» 문제 제시: 아래 항목에서 단어 "grass"가 포함된 줄을 빠짐없이 찾아 한 줄씩 그대로 옮겨 보고하십시오.

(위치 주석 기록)
************
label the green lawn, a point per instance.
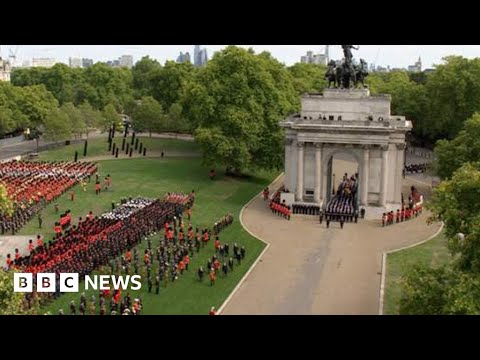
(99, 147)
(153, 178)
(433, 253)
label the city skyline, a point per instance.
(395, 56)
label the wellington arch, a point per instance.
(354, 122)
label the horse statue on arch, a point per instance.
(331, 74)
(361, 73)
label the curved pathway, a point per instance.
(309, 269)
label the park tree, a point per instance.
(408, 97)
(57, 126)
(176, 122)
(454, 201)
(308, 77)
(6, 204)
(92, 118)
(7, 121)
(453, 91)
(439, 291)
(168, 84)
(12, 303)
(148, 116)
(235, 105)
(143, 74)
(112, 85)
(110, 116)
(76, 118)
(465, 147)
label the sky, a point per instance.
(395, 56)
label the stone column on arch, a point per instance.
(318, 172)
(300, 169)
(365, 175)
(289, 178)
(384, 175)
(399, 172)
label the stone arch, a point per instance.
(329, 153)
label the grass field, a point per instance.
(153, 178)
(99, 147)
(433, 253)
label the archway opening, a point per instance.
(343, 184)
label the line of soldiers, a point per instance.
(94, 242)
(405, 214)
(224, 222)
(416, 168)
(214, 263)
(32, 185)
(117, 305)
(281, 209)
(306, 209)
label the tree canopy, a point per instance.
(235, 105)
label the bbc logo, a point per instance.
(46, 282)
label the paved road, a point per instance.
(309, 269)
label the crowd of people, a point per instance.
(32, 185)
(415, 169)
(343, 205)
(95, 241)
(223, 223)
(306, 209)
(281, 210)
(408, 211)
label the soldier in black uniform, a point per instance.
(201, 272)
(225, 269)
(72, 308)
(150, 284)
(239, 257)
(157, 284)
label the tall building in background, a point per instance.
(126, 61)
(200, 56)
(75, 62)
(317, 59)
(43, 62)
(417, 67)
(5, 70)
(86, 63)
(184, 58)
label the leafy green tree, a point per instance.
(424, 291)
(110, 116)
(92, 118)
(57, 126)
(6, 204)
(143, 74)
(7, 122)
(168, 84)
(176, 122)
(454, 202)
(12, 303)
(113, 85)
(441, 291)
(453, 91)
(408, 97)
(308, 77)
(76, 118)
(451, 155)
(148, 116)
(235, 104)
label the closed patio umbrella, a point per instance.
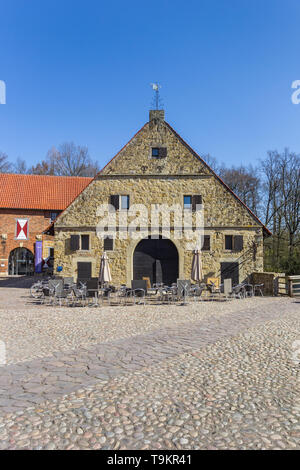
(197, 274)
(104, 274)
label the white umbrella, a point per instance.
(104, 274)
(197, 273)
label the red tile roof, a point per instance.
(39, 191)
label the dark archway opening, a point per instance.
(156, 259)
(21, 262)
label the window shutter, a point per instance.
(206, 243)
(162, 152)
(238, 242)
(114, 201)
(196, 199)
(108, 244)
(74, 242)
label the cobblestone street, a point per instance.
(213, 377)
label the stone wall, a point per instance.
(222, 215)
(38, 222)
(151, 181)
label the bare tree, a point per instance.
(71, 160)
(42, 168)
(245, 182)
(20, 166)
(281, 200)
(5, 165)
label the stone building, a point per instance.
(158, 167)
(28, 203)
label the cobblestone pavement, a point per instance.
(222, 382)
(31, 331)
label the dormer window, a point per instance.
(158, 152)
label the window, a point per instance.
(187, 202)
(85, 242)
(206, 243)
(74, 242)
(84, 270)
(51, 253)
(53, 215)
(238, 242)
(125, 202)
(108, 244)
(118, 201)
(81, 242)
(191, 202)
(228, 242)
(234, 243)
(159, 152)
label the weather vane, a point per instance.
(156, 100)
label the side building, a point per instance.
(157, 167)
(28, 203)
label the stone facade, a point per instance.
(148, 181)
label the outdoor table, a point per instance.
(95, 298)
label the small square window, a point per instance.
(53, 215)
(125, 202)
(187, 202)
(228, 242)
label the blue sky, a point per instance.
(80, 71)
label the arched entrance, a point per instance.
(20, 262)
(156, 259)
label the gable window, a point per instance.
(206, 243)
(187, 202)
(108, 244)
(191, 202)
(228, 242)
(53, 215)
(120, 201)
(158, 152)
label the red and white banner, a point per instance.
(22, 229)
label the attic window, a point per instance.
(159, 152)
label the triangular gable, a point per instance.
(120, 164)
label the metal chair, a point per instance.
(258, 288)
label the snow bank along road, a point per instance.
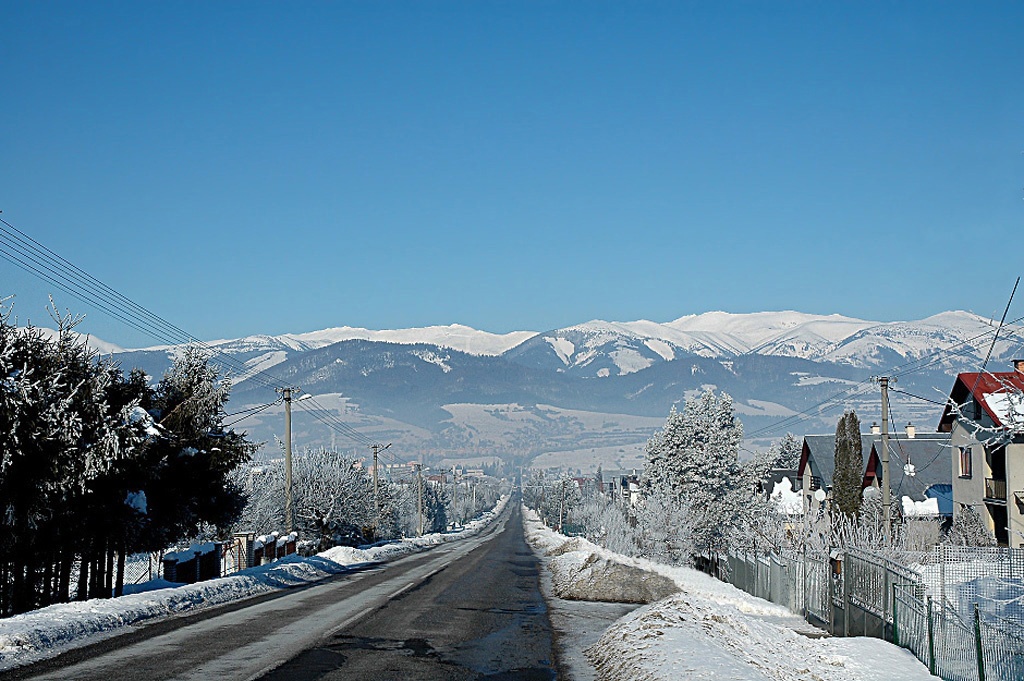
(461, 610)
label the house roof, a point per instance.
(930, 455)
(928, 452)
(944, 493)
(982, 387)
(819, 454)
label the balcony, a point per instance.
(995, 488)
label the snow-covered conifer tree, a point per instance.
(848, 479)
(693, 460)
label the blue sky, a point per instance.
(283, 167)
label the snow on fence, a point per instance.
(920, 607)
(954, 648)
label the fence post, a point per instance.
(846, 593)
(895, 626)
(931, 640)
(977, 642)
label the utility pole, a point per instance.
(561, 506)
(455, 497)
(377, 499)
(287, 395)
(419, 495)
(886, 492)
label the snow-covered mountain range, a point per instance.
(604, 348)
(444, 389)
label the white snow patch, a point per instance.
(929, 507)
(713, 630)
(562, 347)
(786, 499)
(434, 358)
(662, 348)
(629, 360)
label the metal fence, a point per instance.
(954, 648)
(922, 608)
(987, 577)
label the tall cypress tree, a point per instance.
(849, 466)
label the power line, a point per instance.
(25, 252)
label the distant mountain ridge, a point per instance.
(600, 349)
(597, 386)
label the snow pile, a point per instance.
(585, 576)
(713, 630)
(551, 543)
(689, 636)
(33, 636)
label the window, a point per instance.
************
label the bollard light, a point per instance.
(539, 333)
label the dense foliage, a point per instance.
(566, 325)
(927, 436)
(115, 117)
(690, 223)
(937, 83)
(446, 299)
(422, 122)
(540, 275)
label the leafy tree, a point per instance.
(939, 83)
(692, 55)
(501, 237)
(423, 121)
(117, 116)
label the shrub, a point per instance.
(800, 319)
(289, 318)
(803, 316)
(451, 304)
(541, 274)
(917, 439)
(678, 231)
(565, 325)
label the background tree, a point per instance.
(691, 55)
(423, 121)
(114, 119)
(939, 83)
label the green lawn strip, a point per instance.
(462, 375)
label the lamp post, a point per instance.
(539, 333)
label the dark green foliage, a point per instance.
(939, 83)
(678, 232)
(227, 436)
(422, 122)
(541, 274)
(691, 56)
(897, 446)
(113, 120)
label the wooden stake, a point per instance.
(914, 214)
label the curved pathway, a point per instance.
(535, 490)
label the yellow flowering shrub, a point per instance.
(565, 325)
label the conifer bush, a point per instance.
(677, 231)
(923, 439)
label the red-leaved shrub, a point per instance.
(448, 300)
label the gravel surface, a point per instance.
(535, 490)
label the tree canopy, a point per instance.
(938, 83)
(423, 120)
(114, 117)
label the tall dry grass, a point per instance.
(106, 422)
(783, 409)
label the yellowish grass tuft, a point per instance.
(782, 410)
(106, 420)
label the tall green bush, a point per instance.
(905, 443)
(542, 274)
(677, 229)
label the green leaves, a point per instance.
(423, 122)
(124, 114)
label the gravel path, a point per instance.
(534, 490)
************
» 정답:
label the grass field, a point per instance.
label the tall dry grass, a point per instance.
label the yellowish grass tuft, a point per instance.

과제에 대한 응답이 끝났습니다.